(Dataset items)

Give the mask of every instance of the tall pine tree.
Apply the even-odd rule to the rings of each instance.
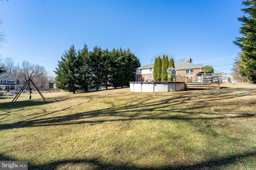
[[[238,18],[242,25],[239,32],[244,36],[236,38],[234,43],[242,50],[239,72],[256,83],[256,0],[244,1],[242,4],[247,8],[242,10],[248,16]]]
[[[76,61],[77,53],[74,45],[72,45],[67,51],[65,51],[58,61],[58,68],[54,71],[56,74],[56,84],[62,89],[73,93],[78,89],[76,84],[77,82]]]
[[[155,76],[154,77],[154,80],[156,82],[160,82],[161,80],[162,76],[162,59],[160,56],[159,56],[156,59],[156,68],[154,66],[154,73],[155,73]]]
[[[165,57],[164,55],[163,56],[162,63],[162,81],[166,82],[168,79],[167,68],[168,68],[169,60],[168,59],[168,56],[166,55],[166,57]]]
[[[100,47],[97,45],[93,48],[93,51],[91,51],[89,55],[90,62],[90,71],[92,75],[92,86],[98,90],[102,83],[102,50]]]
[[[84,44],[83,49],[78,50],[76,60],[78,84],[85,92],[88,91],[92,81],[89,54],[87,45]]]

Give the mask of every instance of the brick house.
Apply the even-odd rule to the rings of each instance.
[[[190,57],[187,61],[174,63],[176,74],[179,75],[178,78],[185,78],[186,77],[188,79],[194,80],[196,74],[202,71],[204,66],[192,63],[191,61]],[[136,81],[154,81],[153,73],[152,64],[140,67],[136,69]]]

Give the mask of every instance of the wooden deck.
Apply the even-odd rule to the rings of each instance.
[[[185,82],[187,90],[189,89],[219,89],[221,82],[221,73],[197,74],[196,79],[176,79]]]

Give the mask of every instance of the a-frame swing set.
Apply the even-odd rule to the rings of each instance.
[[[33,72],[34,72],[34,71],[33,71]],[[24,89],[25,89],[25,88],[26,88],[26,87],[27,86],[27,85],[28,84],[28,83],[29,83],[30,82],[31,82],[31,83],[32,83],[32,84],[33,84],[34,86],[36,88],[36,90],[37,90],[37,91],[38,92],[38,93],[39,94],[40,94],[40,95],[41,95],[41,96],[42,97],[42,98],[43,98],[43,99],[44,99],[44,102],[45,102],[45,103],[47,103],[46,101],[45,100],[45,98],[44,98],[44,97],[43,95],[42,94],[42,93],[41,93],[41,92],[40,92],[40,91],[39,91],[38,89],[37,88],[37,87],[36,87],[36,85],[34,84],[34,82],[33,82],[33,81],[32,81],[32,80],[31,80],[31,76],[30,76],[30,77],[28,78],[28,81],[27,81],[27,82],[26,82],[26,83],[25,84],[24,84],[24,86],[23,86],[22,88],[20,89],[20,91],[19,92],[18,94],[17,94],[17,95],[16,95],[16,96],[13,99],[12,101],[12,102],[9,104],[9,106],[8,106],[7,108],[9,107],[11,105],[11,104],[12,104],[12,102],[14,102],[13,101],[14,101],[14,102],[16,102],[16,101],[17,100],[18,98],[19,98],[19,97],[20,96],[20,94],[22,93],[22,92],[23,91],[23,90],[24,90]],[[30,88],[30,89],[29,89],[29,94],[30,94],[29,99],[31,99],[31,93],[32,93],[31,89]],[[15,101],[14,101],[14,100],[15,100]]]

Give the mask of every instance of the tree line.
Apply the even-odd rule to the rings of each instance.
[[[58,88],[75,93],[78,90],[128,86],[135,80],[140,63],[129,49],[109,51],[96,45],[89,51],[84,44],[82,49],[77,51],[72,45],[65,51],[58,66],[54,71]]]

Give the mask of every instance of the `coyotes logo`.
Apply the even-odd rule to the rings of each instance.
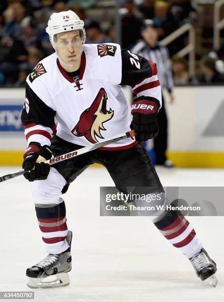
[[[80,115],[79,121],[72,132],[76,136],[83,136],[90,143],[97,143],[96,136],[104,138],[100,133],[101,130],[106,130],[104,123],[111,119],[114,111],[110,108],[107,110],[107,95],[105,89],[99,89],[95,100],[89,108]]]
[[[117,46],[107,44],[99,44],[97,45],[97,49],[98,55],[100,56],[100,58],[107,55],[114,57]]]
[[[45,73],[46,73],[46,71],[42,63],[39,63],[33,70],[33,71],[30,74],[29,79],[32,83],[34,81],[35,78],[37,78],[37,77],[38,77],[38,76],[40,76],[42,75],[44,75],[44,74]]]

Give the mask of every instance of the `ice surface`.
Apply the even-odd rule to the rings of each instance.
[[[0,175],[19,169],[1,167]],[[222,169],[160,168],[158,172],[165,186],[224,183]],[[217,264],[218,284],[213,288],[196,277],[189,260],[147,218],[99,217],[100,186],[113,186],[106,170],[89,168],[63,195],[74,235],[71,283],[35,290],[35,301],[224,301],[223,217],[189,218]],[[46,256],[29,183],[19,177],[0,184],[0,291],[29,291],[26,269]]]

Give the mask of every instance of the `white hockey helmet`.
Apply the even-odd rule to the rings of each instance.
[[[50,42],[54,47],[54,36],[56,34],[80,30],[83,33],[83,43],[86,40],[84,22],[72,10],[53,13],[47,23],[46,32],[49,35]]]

→ **REQUIRED WORK**
Pictures are excluded; output everything else in the data verbatim.

→ **CORRECT OUTPUT**
Give the mask of every instance of the tall pine tree.
Apply the even-odd rule to the rings of each instance.
[[[238,18],[242,25],[239,32],[244,36],[236,38],[234,43],[242,50],[239,72],[256,83],[256,0],[244,1],[242,4],[247,8],[242,10],[248,16]]]
[[[76,61],[77,53],[74,45],[72,45],[67,51],[65,51],[58,61],[58,68],[54,71],[56,74],[56,84],[62,89],[73,93],[78,89],[76,84],[77,82]]]
[[[155,76],[154,77],[154,80],[156,82],[160,82],[161,80],[162,76],[162,59],[160,56],[159,56],[156,59],[156,68],[154,66],[154,73],[155,73]]]
[[[165,57],[164,55],[163,56],[162,63],[162,81],[166,82],[168,79],[167,68],[168,68],[169,60],[168,59],[168,56],[166,55],[166,57]]]
[[[100,47],[97,45],[93,48],[93,51],[91,51],[89,55],[90,62],[90,71],[92,75],[92,86],[98,90],[102,83],[102,50]]]
[[[84,44],[83,49],[78,50],[76,60],[78,84],[85,92],[88,91],[92,81],[89,54],[87,45]]]

Give the mask of every instance of the brick house.
Apply the even-odd rule to the rings of each instance.
[[[190,57],[187,61],[174,63],[176,74],[179,75],[178,78],[185,78],[186,77],[188,79],[194,80],[196,74],[202,71],[204,66],[192,63],[191,61]],[[136,81],[154,81],[153,73],[152,64],[140,67],[136,69]]]

Give the mask of every instance of the wooden deck.
Apply the even-odd rule to the rings of each instance.
[[[185,82],[187,90],[189,89],[219,89],[221,82],[221,73],[197,74],[196,79],[176,79]]]

Give the mask of every instance of the a-frame swing set.
Apply the even-odd rule to the rings of each instance.
[[[33,72],[34,72],[34,71],[33,71]],[[24,89],[25,89],[25,88],[26,88],[26,87],[27,86],[27,85],[28,84],[28,83],[29,83],[30,82],[31,82],[31,83],[32,83],[32,84],[33,84],[34,86],[36,88],[36,90],[37,90],[37,91],[38,92],[38,93],[39,94],[40,94],[40,95],[41,95],[41,96],[42,97],[42,98],[43,98],[43,99],[44,99],[44,102],[45,102],[45,103],[47,103],[46,101],[45,100],[45,98],[44,98],[44,97],[43,95],[42,94],[42,93],[41,93],[41,92],[40,92],[40,91],[39,91],[38,89],[37,88],[37,87],[36,87],[36,85],[34,84],[34,82],[33,82],[33,81],[32,81],[32,80],[31,80],[31,76],[30,76],[30,77],[28,78],[28,81],[27,81],[27,82],[26,82],[26,83],[25,84],[24,84],[24,86],[23,86],[22,88],[20,89],[20,91],[19,92],[18,94],[17,94],[17,95],[16,95],[16,96],[13,99],[12,101],[12,102],[9,104],[9,106],[8,106],[7,108],[9,107],[11,105],[11,104],[12,104],[12,102],[14,102],[13,101],[14,101],[14,102],[16,102],[16,101],[17,100],[18,98],[19,98],[19,97],[20,96],[20,94],[22,93],[22,92],[23,91],[23,90],[24,90]],[[30,88],[30,89],[29,89],[29,94],[30,94],[29,99],[31,99],[31,93],[32,93],[31,89]],[[15,101],[14,101],[14,100],[15,100]]]

Give the mask of every instance of the tree line.
Apply the even-odd rule to the rings of each instance.
[[[58,88],[75,93],[78,90],[128,86],[135,80],[140,63],[129,49],[109,51],[96,45],[89,51],[84,44],[82,49],[77,51],[72,45],[65,51],[58,66],[54,71]]]

Give the mask of every instance of the `coyotes logo`.
Apply the even-odd rule to the rings of each instance.
[[[80,115],[79,121],[72,132],[76,136],[83,136],[90,143],[97,143],[96,136],[104,138],[100,133],[101,130],[106,130],[104,123],[111,119],[114,111],[110,108],[107,110],[107,95],[105,89],[99,89],[95,100],[89,108]]]
[[[117,46],[107,44],[99,44],[97,45],[97,49],[98,55],[100,56],[100,58],[107,55],[114,57]]]
[[[45,73],[46,73],[46,71],[42,63],[39,63],[33,70],[33,71],[30,74],[29,79],[32,83],[34,81],[35,78],[37,78],[37,77],[38,77],[38,76],[40,76],[42,75],[44,75],[44,74]]]

Give the mask of every instance of the `ice surface`.
Apply the even-odd rule to the rings of each instance.
[[[0,175],[19,169],[1,167]],[[222,169],[160,168],[158,172],[165,186],[224,183]],[[217,264],[218,284],[213,288],[196,277],[189,260],[147,218],[99,217],[100,186],[113,186],[106,170],[89,168],[63,195],[74,235],[71,283],[35,290],[35,301],[224,301],[223,217],[189,218]],[[46,256],[29,183],[19,177],[0,184],[0,291],[29,291],[26,269]]]

Give the mask of every instance of the `white hockey helmet`.
Apply the even-odd rule to the rings of each instance.
[[[50,42],[54,47],[54,36],[56,34],[80,30],[83,33],[83,43],[86,40],[84,22],[72,10],[53,13],[47,23],[46,32],[49,35]]]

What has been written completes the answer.